### Data provided
**********

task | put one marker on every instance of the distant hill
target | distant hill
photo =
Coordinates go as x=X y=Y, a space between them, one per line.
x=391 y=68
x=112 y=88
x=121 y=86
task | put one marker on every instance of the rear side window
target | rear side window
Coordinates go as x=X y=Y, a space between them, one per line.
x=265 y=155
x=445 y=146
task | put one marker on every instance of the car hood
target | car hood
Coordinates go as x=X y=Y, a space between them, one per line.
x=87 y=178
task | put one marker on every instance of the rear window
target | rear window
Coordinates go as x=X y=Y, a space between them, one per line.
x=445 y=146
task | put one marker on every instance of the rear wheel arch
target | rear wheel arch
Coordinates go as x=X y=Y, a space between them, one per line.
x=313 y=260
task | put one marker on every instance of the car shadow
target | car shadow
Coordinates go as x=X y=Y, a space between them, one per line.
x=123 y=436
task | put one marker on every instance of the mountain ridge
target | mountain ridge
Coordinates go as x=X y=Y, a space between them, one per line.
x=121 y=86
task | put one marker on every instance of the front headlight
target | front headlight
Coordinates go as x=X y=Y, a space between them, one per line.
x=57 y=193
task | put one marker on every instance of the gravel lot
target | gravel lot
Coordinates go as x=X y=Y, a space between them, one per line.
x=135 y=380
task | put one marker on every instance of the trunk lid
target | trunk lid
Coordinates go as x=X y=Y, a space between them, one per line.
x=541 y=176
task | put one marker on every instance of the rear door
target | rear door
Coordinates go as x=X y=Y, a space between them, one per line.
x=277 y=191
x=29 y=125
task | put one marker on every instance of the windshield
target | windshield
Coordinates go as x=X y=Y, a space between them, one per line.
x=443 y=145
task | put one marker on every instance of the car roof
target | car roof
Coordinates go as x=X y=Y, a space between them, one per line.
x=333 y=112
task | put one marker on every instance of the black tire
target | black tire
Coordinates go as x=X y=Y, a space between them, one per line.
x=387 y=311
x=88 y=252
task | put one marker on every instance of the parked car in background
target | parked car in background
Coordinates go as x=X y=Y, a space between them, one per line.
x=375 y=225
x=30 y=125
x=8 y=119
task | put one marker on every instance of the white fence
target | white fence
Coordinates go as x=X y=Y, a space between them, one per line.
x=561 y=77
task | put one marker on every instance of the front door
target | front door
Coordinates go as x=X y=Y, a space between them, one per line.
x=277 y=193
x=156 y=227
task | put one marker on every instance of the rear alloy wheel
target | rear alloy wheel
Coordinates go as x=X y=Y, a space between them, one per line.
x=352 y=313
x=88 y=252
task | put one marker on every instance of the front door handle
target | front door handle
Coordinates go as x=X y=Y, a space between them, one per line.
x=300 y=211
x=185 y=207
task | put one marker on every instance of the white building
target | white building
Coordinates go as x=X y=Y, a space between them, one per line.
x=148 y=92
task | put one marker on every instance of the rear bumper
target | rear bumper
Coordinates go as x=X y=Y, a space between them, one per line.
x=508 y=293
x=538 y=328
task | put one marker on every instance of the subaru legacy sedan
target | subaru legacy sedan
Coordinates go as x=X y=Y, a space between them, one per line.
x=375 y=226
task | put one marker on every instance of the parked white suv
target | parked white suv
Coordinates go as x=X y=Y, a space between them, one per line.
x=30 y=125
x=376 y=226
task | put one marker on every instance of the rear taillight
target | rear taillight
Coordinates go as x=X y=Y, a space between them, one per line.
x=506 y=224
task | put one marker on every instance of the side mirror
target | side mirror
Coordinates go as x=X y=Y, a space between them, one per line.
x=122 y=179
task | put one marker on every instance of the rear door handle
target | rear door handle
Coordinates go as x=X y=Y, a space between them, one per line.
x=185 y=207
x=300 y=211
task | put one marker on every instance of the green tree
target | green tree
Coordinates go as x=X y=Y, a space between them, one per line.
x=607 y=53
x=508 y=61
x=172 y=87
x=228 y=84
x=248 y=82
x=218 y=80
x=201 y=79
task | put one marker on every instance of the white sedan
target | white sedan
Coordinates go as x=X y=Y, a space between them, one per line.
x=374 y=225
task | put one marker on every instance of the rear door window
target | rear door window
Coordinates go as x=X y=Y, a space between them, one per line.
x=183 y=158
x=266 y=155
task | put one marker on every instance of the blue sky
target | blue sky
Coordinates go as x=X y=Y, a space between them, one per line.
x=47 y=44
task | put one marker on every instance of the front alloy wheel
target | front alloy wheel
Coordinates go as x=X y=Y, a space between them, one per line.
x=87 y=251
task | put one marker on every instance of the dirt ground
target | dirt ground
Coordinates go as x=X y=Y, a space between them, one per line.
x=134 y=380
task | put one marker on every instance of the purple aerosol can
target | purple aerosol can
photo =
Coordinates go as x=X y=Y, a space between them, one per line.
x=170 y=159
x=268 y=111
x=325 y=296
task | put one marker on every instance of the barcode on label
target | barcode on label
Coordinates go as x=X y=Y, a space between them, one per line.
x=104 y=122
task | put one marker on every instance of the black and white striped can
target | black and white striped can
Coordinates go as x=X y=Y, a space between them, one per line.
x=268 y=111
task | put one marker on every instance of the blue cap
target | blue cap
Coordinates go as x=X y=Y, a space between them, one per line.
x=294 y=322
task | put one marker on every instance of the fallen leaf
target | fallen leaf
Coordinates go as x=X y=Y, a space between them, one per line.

**********

### Written request
Send back each record exactly as it stands.

### Task response
task | put one marker on every instance of the distant hill
target | distant hill
photo =
Coordinates go as x=X y=Y, a space between them, one per line.
x=391 y=68
x=112 y=88
x=121 y=86
task | put one marker on every instance of the rear side window
target | rear side window
Coordinates go as x=X y=Y, a space between them, one per line.
x=265 y=155
x=445 y=146
task | put one marker on every instance of the car hood
target | car hood
Coordinates go as x=X y=Y, a space between them, one per line.
x=87 y=178
task | put one marker on every instance of the rear window
target | rear window
Coordinates go as x=X y=Y, a space between them, one per line.
x=445 y=146
task | put one marker on every instance of the rear wheel arch
target | rear wheel arch
Coordinates go as x=X y=Y, a space between them, one per line.
x=313 y=260
task | put one marker on every instance of the car shadow
target | car shadow
Coordinates go as x=X y=Y, a space between them, one per line.
x=123 y=436
task | put one marker on every instance of the mountain ridge
target | mountain ridge
Coordinates go as x=X y=Y, a space between them, one per line.
x=121 y=86
task | put one marker on every instance of the front headlight
target | front headlight
Coordinates go as x=X y=Y, a space between them, one per line.
x=57 y=193
task | put one marker on every instance of the gravel lot
target | gravel lot
Coordinates go as x=X y=Y, a space between them, one per line.
x=135 y=380
task | put one marker on every instance of the trunk lid
target | trunk lid
Coordinates go as x=X y=Y, a space between them, one per line.
x=541 y=176
task | put one marker on every instance of the rear door
target | rear door
Coordinates go as x=X y=Y, a space between them, one per line.
x=277 y=191
x=29 y=125
task | put one marker on every instance of the windshield
target | windshield
Coordinates go as x=X y=Y, a space between them, one per line.
x=443 y=145
task | put one marker on every instance of the car roof
target | car roof
Coordinates go as x=X y=Y, a space between them, one per line.
x=333 y=112
task | put one marker on every instance of the black tire
target | black tire
Coordinates go as x=X y=Y, a space between them, one per line.
x=387 y=311
x=88 y=252
task | put one marker on every instance of the parked car in background
target | parked car in background
Coordinates go as x=X y=Y, a space between them, one per line.
x=375 y=225
x=30 y=125
x=8 y=119
task | put one marker on every instance of the white fence
target | white fence
Coordinates go as x=X y=Y, a space between them, one per line.
x=561 y=77
task | put one marker on every instance of the front door
target | front door
Coordinates go as x=X y=Y, a space between them, one per line.
x=277 y=193
x=156 y=227
task | put one marker on every instance of the rear alloy wheel
target | rear alloy wheel
Coordinates go as x=X y=Y, a space between them, one per line.
x=352 y=313
x=88 y=252
task | put one marker on every instance of the front door handle
target | front door handle
Coordinates go as x=X y=Y, a space between them, one per line.
x=300 y=211
x=185 y=207
task | put one marker on every instance of the white building
target | white building
Coordinates go as x=X y=Y, a space between them, one per line.
x=148 y=92
task | put one marker on every instance of the rear bumper
target | rear bumper
Coordinates go as x=X y=Y, a space between them, one per line.
x=508 y=293
x=538 y=328
task | put one marker on every instance of the subaru legacy sedan
target | subaru legacy sedan
Coordinates go as x=X y=Y, a space between them, one per line.
x=375 y=226
task | put one marker on every instance of the parked white suv
target | parked white suv
Coordinates go as x=X y=Y, a space between them, one per line.
x=30 y=125
x=376 y=226
task | put one marker on every instance of the rear taillight
target | rear taillight
Coordinates go as x=X y=Y, a space between them, one per line.
x=506 y=224
task | put one marker on every instance of the side mirror
target | side mirror
Coordinates go as x=X y=Y, a space between them, one per line.
x=122 y=179
task | put one marker on every instance of the rear door handle
target | rear door handle
Coordinates go as x=X y=Y, a space between them, one per line.
x=185 y=207
x=300 y=211
task | put one marker on every instance of the green tree
target | green tree
Coordinates go as x=X y=Y, a space between them, one per line.
x=607 y=53
x=508 y=61
x=172 y=87
x=228 y=84
x=248 y=82
x=218 y=80
x=201 y=79
task | put one marker on every instance of the white sedan
target | white sedan
Coordinates go as x=X y=Y, a space between them, one per line.
x=374 y=225
task | put one marker on every instance of the rear door window
target | rear door window
Coordinates go as x=X y=Y, a space between them, one per line.
x=183 y=158
x=266 y=155
task | put one marker on every instance of the blue sky
target | blue sky
Coordinates go as x=X y=Y, a space between them, one per line.
x=47 y=44
task | put one marker on every instance of the front alloy wheel
target | front alloy wheel
Coordinates go as x=X y=Y, a space between them, one per line.
x=87 y=251
task | put one marker on every instance of the dirt ground
target | dirt ground
Coordinates go as x=X y=Y, a space between them, one per line.
x=134 y=380
task | put one marker on every instance of the purple aerosol can
target | purple aerosol can
photo =
Coordinates go as x=X y=Y, a space between them, one per line.
x=170 y=159
x=268 y=111
x=325 y=296
task | put one marker on every instance of the barcode on label
target | barcode on label
Coordinates go as x=X y=Y, a space between them, one per line.
x=104 y=122
task | put one marker on every instance of the black and white striped can
target | black and white striped can
Coordinates go as x=X y=Y, a space between them, one per line.
x=268 y=111
task | put one marker on every instance of the blue cap
target | blue cap
Coordinates go as x=X y=Y, a space between them, one per line.
x=294 y=322
task | put one marker on every instance of the fallen leaf
target | fallen leaf
Coordinates go as x=X y=Y, a space between them, one per line.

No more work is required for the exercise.